◆ **TUGAS YANG DIKERJAKAN**:
1. Tentukan apakah setiap pernyataan berikut sesuai dengan teks tentang kompleks Puja Mandala: (a) Masjid Agung Ibnu Batutah didirikan tahun 1994; (b) penelitian ini memakai metode kuantitatif; (c) Masjid Agung Ibnu Batutah diresmikan tahun 1997. Jawab ya atau tidak untuk masing-masing, disertai kutipan persis kata-kata penentu dari teks.
2. Mohon tuliskan kembali tanpa perubahan bagian teks tentang kompleks Puja Mandala, mulai dari "PENDAHULUAN" sampai dengan "dan etnik berbeda-beda.".

◆ **TEKS BACAAN**:
□ □ □ □ □ □ □
Keywords: Rukun Kifayah Islam (RKI), Puja Mandala Complex, Social Association

Abstrak

Masyarakat di sekitaran kompleks Puja Mandala merupakan umat beragama yang saling menghargai antara satu sama lain, jamaah masjid Agung Ibnu Batutah juga sangat berperan penting sebagai media pembentuk yang dapat mencerminkan terhadap masyarakat umum, pentingnya nilai kerukunan dalam kehidupan kemajemukan. Sebagai komitmen untuk menjaga kerukunan dan sikap toleransi beragama, upaya yang dilakukan masjid Agung Ibnu Batutah di antaranya adalah dengan menjaga hubungan baik secara personal maupun kelembagaan dengan pihak agama lain. Hal ini sangat penting sebab tokoh agama menjadi panutan dalam bersikap. Penelitian ini menggunakan metode penelitian kualitatif deskriptif dengan menggunakan Teori Fungsionalisme, Multikulturalisme, dan Organisasi. Hasil penelitian mengungkapkan bahwa masyarakat majemuk di kompleks Puja Mandala memiliki hubungan komunikasi yang baik terutama antara umat Muslim dan Non-Muslim yang saling menjaga keharmonisan sebagai bentuk kerukunan umat beragama. Karena seperti yang sudah diketahui, masyarakat di sekitar kompleks Puja Mandala memiliki beragam kesukuan dan agama yang berbeda namun dapat hidup bersamaan dengan harmonis.

Kata kunci: Rukun Kifayah Islam (RKI), Kompleks Puja Mandala, Ikatan Sosial


Sunari Penjor : Journal of Anthropology

Prodi Antropologi, Fakultas Ilmu Budaya, Unud


PENDAHULUAN

Masyarakat Islam di Nusa Dua saat ini sudah memiliki tempat ibadah yaitu Masjid Agung Ibnu Batutah. Masjid Agung Ibnu Batutah merupakan salah satu Masjid yang pertama kali didirikan tahun 1994 atas bantuan PT. Bali Tourism Development Center (BTDC) dan diresmikan pada tahun 1997 seperti dijelaskan oleh Putra (2017: 29) diikuti pembangunan Gereja Katolik Bunda Maria Segala Bangsa, Gereja Kristen Bukit doa, Wihara dan Pura. Puja Mandala digagas dan dikenal sebagai ikon kerukunan hidup masyarakat dengan latar belakang agama dan etnik berbeda-beda.
□ □ □ □ □ □ □
◆ **Cuplikan dataset**:
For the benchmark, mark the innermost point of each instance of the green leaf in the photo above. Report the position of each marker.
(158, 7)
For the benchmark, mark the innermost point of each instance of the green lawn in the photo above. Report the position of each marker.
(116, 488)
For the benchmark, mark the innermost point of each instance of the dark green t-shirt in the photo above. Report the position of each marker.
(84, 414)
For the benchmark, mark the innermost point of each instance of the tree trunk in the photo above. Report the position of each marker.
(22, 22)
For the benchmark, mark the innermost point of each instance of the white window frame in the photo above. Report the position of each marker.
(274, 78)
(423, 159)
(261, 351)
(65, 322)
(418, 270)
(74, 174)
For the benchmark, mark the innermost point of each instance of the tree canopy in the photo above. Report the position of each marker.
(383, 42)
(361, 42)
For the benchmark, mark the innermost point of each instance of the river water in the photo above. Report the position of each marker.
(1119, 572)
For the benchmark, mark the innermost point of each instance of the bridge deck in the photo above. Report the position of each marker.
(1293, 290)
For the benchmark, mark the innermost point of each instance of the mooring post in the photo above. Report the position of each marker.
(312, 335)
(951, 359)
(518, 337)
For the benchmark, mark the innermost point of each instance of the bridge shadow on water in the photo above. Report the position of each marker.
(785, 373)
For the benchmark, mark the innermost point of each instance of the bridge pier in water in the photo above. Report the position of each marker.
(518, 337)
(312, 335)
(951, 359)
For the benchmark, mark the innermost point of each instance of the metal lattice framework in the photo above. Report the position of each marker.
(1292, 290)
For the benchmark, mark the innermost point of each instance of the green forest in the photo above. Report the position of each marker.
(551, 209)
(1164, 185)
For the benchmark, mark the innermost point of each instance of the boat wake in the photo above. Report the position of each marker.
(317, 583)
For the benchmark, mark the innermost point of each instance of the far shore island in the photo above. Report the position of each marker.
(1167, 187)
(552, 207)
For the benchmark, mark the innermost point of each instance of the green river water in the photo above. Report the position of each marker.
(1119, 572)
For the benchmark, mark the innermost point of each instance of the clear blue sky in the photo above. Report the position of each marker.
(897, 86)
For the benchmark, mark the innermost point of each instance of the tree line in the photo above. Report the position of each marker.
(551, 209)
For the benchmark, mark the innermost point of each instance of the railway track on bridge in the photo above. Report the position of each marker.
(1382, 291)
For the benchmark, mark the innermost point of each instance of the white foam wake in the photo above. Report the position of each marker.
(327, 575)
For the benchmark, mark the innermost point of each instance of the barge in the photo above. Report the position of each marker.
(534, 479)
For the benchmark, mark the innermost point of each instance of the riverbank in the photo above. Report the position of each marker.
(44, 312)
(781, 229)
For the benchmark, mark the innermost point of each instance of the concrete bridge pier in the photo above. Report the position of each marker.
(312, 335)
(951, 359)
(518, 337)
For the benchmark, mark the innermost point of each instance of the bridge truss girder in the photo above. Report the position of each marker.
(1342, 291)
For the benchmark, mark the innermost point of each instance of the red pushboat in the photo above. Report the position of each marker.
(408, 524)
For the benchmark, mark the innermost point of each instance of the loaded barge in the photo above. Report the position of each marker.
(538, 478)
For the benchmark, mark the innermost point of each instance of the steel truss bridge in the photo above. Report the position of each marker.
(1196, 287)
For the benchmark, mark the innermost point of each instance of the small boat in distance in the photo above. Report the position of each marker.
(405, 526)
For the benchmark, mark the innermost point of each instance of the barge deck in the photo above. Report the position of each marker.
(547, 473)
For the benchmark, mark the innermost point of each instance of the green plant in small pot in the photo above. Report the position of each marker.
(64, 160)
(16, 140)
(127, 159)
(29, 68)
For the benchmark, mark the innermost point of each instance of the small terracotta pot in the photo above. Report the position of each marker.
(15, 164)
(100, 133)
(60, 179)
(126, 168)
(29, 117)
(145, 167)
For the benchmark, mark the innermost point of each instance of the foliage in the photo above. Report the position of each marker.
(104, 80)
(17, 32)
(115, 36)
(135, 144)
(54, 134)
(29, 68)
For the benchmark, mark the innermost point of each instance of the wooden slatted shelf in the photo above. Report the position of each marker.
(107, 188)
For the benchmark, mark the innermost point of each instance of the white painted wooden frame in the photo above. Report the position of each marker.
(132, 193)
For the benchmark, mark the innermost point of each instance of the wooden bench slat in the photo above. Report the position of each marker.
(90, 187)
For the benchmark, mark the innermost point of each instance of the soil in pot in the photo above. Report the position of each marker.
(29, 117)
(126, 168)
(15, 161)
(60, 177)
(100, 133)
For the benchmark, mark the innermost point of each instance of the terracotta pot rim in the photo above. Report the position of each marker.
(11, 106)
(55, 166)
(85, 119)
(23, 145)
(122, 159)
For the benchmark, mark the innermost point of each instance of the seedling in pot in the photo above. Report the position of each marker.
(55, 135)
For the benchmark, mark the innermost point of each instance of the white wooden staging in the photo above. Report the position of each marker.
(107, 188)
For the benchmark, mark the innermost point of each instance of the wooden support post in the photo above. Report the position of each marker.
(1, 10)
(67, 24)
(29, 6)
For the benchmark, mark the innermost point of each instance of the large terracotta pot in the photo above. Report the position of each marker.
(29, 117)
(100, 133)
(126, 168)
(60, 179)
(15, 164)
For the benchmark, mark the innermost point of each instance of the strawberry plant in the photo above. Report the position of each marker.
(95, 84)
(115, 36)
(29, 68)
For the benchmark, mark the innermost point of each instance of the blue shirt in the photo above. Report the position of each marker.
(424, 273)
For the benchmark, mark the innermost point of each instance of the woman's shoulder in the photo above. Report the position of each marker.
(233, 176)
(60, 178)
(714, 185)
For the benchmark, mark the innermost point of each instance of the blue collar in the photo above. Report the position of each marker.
□ □ □ □ □ □ □
◆ **KUMPULAN JAWABAN**:
1.
(a) Ya: "pertama kali didirikan tahun 1994"
(b) Tidak: "Penelitian ini menggunakan metode penelitian kualitatif deskriptif"
(c) Ya: "diresmikan pada tahun 1997"

2.
PENDAHULUAN

Masyarakat Islam di Nusa Dua saat ini sudah memiliki tempat ibadah yaitu Masjid Agung Ibnu Batutah. Masjid Agung Ibnu Batutah merupakan salah satu Masjid yang pertama kali didirikan tahun 1994 atas bantuan PT. Bali Tourism Development Center (BTDC) dan diresmikan pada tahun 1997 seperti dijelaskan oleh Putra (2017: 29) diikuti pembangunan Gereja Katolik Bunda Maria Segala Bangsa, Gereja Kristen Bukit doa, Wihara dan Pura. Puja Mandala digagas dan dikenal sebagai ikon kerukunan hidup masyarakat dengan latar belakang agama dan etnik berbeda-beda.